Exercise objective:
Repeat everything in the passage on oral rehydration from "Children with severe" down to "as described above.", word for word.

Passage shown:
[Start of Attachment]
For patients who do not tolerate ORS by mouth, nasogastric (NG) feeding is a safe and effective alternative. Multiple clinical trials have found NG rehydration to be as efficacious as intravenous rehydration, but more cost-effective and with fewer adverse events and shorter hospital stay. [62]

Severe dehydration

Children with severe dehydration require immediate resuscitation with intravenous fluids (IVF) in a hospital to prevent hemodynamic compromise, organ ischemia, and death. [33, 35, 52, 58]  Intravenous access should be obtained, and patients should be administered a bolus of 20-30 mL/kg lactated Ringer's (LR) or normal saline (NS). If pulse, perfusion, and/or mental status do not improve, a second bolus should be administered. After this, the patient should be given an infusion of 70 mL/kg LR or NS over 5 hours (children < 12 months) or 2.5 hours (older children). If no peripheral veins are available, an intraosseous line should be placed. Serum electrolytes, bicarbonate, urea/creatinine, and glucose levels should be measured. Once resuscitation is complete and severe dehydration has resolved, rehydration should continue with ORS as described above.

Type of ORS

A large CochraneDatabase of Systematic Reviews meta-analysis confirmed several earlier studies showing that reduced osmolarity ORS (osmolarity: 245 mmol/L; sodium: 75) is associated with fewer treatment failures, lower stool output, and less frequent vomiting, compared with standard osmolarity ORS for patients with noncholera gastroenteritis. [63]  However, patients with cholera appear to have higher rates of hyponatremia with reduced osmolarity ORS compared with standard osmolarity ORS, without any of the added benefits seen in patients with noncholera gastroenteritis. Nonetheless, the WHO 2005 guideline assessed that the reduced osmolarity solution appeared to be as safe and at least as effective as the standard solution for use in children with cholera. 

Multiple preparations of reduced osmolarity ORS are available in the United States, including Pedialyte, Infalyte, and Naturalyte. Available formulations in Europe include Dioralyte and Diocalm Junior. In developing countries, clinicians can use WHO reduced osmolarity ORS sachets or a homemade solution of 3 g (1 teaspoon) salt and 18 g (6 teaspoon) sugar added to 1 liter of clean water.
[End of Attachment]
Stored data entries
[Start of Attachment]
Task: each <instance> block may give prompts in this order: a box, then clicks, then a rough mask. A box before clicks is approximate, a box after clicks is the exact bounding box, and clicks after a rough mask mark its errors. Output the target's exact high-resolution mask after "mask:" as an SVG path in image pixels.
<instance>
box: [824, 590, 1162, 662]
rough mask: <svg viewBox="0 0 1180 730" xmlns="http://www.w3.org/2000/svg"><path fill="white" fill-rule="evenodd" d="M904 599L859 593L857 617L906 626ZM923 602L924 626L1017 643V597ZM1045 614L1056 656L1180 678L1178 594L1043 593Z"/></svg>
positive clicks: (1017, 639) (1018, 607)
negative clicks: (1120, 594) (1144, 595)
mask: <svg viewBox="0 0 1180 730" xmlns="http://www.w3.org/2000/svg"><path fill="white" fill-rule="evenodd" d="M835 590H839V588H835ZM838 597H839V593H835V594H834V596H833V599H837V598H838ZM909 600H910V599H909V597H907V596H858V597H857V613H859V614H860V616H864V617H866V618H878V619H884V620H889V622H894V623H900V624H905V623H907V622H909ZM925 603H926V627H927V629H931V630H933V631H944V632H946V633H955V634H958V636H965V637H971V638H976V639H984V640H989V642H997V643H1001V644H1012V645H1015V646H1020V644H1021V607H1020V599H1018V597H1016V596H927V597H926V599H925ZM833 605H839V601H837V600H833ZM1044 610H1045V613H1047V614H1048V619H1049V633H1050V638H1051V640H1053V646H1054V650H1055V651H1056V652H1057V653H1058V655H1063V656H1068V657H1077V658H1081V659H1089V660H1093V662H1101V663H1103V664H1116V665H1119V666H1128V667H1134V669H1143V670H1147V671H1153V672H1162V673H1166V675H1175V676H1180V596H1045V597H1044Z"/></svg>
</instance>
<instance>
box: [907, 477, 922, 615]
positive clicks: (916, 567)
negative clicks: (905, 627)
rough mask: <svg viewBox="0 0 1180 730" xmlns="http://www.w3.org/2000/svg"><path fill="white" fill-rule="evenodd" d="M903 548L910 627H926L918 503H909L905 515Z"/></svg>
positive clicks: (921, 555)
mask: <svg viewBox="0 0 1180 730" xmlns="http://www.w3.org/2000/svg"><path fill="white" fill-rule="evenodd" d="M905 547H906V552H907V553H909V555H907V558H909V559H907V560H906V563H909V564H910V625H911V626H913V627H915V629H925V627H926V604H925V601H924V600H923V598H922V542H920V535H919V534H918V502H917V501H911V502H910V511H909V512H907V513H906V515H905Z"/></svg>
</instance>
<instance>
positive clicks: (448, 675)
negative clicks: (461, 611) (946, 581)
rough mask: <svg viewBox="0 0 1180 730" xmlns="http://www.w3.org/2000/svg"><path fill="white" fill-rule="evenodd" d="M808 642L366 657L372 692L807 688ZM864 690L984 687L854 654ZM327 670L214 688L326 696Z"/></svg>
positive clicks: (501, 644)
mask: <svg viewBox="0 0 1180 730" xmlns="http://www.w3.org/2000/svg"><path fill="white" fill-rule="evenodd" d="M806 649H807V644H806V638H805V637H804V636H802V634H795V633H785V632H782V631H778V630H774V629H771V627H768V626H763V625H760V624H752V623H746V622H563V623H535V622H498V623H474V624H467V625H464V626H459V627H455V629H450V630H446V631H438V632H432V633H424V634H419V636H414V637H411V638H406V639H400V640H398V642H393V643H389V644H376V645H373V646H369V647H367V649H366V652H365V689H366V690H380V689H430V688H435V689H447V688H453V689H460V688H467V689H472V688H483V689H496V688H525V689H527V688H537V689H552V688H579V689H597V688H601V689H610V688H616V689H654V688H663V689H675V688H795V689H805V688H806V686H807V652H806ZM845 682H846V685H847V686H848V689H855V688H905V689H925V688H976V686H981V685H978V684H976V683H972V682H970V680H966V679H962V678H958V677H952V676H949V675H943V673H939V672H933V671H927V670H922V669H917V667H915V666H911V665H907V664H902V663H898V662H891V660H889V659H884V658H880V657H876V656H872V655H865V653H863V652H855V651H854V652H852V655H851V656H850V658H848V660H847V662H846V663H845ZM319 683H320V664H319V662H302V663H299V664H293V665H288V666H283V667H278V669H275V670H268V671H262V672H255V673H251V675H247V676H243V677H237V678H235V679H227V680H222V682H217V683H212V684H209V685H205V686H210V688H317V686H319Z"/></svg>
[End of Attachment]
Result for this task:
Children with severe dehydration require immediate resuscitation with intravenous fluids (IVF) in a hospital to prevent hemodynamic compromise, organ ischemia, and death. [33, 35, 52, 58]  Intravenous access should be obtained, and patients should be administered a bolus of 20-30 mL/kg lactated Ringer's (LR) or normal saline (NS). If pulse, perfusion, and/or mental status do not improve, a second bolus should be administered. After this, the patient should be given an infusion of 70 mL/kg LR or NS over 5 hours (children < 12 months) or 2.5 hours (older children). If no peripheral veins are available, an intraosseous line should be placed. Serum electrolytes, bicarbonate, urea/creatinine, and glucose levels should be measured. Once resuscitation is complete and severe dehydration has resolved, rehydration should continue with ORS as described above.